Could you copy the records below exactly, leaving out any pictures?

.....

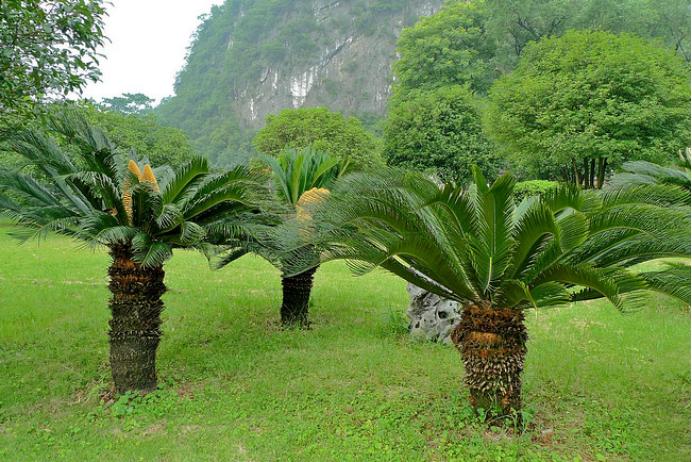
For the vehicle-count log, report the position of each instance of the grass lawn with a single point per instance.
(600, 385)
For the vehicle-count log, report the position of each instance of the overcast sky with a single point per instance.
(147, 45)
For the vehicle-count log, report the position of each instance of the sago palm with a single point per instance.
(642, 172)
(97, 196)
(301, 178)
(498, 258)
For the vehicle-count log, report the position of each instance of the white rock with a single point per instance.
(431, 316)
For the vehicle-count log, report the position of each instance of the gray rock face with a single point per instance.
(431, 317)
(251, 58)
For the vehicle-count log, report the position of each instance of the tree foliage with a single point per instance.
(474, 42)
(330, 132)
(497, 258)
(49, 48)
(102, 197)
(448, 48)
(128, 103)
(144, 134)
(582, 104)
(439, 131)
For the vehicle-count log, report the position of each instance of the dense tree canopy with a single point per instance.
(451, 47)
(48, 48)
(128, 103)
(583, 103)
(324, 130)
(439, 131)
(474, 42)
(144, 134)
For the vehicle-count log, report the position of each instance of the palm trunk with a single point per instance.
(492, 343)
(135, 321)
(296, 298)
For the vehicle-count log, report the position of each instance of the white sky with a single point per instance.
(148, 41)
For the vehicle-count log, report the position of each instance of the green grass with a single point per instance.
(599, 385)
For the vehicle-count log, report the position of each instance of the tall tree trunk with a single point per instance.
(135, 321)
(602, 165)
(585, 175)
(296, 298)
(592, 173)
(492, 343)
(577, 177)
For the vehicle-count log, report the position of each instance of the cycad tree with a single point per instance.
(647, 173)
(95, 195)
(301, 178)
(498, 258)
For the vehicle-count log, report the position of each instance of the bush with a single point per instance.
(439, 131)
(529, 188)
(325, 131)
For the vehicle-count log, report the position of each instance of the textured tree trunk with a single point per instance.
(296, 298)
(492, 343)
(602, 165)
(135, 321)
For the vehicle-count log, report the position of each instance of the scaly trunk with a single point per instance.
(135, 321)
(492, 343)
(296, 297)
(602, 165)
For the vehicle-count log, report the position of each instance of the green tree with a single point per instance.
(579, 105)
(515, 23)
(643, 172)
(49, 48)
(140, 215)
(128, 103)
(330, 132)
(301, 179)
(439, 131)
(497, 259)
(144, 134)
(450, 47)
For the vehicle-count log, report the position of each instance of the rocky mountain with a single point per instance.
(250, 58)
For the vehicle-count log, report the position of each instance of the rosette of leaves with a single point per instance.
(79, 185)
(498, 258)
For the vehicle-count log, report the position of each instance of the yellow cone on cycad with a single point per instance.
(148, 177)
(144, 177)
(310, 197)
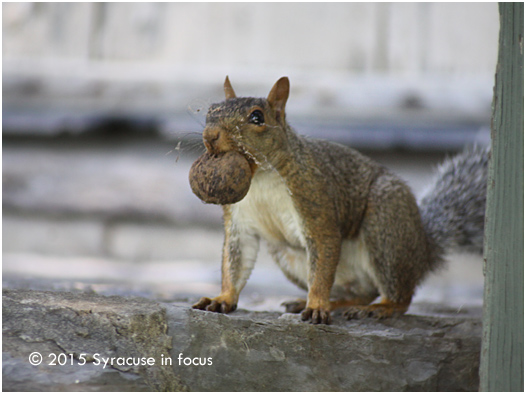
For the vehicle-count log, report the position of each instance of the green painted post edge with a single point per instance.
(502, 353)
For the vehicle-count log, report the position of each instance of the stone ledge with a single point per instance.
(250, 351)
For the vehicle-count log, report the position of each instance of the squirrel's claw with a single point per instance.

.....

■ EXPECTED OUTPUT
For the vehicle-count log, report the position of each instance of the grass lawn with a single point per instance.
(600, 385)
For the vehicle-count log, report the position of each instance of the overcast sky with a single point per instance.
(147, 45)
For the vehicle-count log, report the position of each instance of the sago palm with a single point per instance.
(642, 172)
(97, 196)
(301, 178)
(498, 258)
For the vehicle-count log, report the position of each instance of the white rock with a single point per instance.
(431, 316)
For the vehicle-count log, report the position of each instance of the gray rock face with a single point per instance.
(431, 317)
(251, 58)
For the vehicle-count log, report the position of each instance of the tree foliage with a single point per instance.
(474, 42)
(330, 132)
(497, 258)
(49, 48)
(102, 197)
(448, 48)
(128, 103)
(144, 134)
(582, 104)
(439, 131)
For the vehicle-count log, report the position of each instance of the dense tree canopy with a single point per instance.
(451, 47)
(48, 48)
(128, 103)
(583, 103)
(324, 130)
(439, 131)
(474, 42)
(144, 134)
For the vehicle-count log, report the position of each instance of the palm trunk with a single point per instance.
(492, 343)
(135, 321)
(296, 298)
For the vehicle-count log, report the position of each instance of the white sky with a single point per instance.
(148, 41)
For the vehicle-count log, report the position of each instance of the green grass with a single point per instance.
(599, 385)
For the vehicle-count log, report the position of each instance of the tall tree trunk with a single point per instance.
(135, 321)
(602, 165)
(585, 175)
(296, 298)
(592, 173)
(492, 343)
(577, 177)
For the vehicle-count log, report the position of each instance of the cycad tree with a single point per instance.
(647, 173)
(95, 195)
(301, 178)
(498, 258)
For the vehicle-count log, report the position of each instance of the bush with a single point per instance.
(439, 131)
(529, 188)
(325, 131)
For the vehicle-count log, report the position of each instance of the textured tree trunk with a single point per instance.
(296, 298)
(492, 343)
(602, 165)
(135, 321)
For the vehicle-count log, report the position of each instance of the scaly trunk with a single point per instance.
(135, 321)
(492, 343)
(296, 297)
(602, 165)
For the vehicle-count log, report the position of each instance of the green tree with a single point per instance.
(579, 105)
(515, 23)
(643, 172)
(49, 48)
(140, 215)
(128, 103)
(330, 132)
(301, 179)
(439, 131)
(497, 259)
(144, 134)
(450, 47)
For the vehicle-count log, report the position of each instance of the rocky mountain with a single point per instance.
(250, 58)
For the vehicle-count log, report the position of each instance of the rosette of leaves with a single point per instance.
(79, 185)
(498, 258)
For the vehicle-count log, report the position of each instance of the yellow cone on cycad with a single point per instance.
(148, 177)
(144, 177)
(310, 197)
For the vehicle-count log, report the position of each instance of the green painted post edge with a single point per instance.
(502, 353)
For the vehicle-count log, report the position of each instance of the stone ledge with a single point per instance.
(250, 351)
For the vehicle-count log, report the position of each instance of the squirrel's claw with a single point per instance.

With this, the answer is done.